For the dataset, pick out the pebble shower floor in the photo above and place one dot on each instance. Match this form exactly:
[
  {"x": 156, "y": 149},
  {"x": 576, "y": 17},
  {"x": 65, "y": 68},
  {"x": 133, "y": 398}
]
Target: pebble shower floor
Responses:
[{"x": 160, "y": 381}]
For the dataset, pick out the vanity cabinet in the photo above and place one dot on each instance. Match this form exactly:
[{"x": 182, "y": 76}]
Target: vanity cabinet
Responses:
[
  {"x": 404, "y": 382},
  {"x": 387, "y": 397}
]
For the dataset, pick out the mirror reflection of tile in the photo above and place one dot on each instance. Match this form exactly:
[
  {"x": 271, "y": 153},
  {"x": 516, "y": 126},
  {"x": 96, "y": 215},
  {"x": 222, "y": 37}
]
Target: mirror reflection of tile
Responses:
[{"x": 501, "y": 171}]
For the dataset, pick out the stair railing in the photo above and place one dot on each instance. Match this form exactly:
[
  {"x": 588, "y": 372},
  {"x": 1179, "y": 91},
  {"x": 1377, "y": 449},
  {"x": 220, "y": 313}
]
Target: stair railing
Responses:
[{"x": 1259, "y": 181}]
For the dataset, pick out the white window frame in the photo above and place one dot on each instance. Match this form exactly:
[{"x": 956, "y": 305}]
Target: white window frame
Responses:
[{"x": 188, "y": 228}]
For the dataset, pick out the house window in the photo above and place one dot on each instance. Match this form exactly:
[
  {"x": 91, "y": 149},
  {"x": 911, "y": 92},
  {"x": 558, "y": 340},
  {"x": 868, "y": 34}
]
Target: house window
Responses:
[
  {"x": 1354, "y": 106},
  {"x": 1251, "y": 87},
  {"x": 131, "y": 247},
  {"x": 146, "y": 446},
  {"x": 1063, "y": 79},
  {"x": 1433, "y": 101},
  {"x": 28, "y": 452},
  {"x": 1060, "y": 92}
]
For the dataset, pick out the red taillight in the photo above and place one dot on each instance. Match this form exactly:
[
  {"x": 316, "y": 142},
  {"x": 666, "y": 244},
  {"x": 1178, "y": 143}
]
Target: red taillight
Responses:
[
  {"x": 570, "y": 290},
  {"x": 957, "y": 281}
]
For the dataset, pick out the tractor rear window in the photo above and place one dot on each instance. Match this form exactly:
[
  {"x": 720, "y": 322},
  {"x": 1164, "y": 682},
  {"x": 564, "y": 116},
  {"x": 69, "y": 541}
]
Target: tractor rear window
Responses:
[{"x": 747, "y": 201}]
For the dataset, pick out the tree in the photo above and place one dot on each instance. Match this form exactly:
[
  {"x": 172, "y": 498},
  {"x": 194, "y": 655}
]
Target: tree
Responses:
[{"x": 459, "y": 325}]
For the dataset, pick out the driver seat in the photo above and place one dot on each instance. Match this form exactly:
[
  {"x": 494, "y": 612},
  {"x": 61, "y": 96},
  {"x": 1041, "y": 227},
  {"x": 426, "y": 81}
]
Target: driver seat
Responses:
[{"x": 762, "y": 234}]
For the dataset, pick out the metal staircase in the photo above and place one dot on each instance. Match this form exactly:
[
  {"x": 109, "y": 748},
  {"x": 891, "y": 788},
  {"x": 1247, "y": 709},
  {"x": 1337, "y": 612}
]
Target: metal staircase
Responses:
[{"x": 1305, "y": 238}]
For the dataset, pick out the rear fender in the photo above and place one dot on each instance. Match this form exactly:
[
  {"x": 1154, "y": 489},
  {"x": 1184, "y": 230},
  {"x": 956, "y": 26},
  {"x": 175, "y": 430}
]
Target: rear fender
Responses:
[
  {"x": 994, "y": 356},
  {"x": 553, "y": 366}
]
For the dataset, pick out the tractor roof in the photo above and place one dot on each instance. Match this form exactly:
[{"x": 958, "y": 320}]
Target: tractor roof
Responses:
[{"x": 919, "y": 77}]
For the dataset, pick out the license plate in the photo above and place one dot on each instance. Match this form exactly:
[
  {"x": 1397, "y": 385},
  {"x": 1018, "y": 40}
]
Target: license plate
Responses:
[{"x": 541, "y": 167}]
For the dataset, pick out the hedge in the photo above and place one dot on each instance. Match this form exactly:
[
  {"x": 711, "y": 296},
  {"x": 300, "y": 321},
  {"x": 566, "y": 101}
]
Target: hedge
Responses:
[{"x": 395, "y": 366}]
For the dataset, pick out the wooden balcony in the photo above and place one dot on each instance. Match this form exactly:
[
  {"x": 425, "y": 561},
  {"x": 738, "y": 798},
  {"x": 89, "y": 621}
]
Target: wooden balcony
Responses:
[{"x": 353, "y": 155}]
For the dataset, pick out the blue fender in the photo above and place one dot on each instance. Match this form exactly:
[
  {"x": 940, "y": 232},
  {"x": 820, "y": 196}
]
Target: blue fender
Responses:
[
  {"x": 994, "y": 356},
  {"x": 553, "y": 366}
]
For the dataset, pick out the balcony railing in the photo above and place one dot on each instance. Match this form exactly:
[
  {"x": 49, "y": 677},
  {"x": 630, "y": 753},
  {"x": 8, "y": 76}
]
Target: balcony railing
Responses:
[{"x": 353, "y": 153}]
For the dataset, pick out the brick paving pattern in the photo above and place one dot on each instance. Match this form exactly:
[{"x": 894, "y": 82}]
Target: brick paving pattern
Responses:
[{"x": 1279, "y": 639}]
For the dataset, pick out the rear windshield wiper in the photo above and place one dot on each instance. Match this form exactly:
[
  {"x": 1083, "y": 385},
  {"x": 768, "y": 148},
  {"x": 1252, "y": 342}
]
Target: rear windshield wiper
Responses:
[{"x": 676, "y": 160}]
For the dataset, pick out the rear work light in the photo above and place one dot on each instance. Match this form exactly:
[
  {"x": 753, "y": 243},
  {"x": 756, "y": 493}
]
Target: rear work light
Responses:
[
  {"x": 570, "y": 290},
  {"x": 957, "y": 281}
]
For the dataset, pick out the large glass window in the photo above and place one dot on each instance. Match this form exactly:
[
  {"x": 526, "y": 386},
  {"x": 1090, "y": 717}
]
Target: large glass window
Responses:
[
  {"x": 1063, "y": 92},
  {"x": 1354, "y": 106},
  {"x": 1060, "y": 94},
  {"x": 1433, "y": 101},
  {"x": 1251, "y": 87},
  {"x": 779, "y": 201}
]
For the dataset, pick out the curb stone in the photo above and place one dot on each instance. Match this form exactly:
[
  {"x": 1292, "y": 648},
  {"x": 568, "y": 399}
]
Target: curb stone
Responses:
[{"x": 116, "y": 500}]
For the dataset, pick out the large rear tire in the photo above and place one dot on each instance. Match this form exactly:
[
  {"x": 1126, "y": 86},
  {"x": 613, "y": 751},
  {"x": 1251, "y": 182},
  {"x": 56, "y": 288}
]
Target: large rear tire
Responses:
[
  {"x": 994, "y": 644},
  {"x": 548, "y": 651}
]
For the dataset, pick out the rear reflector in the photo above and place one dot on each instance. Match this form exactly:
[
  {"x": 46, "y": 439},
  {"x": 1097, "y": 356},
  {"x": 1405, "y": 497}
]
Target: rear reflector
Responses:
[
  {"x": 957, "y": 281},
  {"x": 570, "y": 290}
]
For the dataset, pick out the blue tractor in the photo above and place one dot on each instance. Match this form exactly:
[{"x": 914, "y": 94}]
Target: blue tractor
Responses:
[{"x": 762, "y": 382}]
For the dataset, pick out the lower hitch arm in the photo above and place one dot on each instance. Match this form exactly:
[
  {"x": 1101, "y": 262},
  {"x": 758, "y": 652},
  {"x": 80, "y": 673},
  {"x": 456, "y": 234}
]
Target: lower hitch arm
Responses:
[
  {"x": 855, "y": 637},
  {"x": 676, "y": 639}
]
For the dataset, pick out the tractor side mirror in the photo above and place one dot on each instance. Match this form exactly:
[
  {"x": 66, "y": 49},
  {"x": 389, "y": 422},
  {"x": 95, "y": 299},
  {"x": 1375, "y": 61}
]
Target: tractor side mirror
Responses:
==========
## Task statement
Provide only the count of lines in the data above that include the string "window".

## Answer
8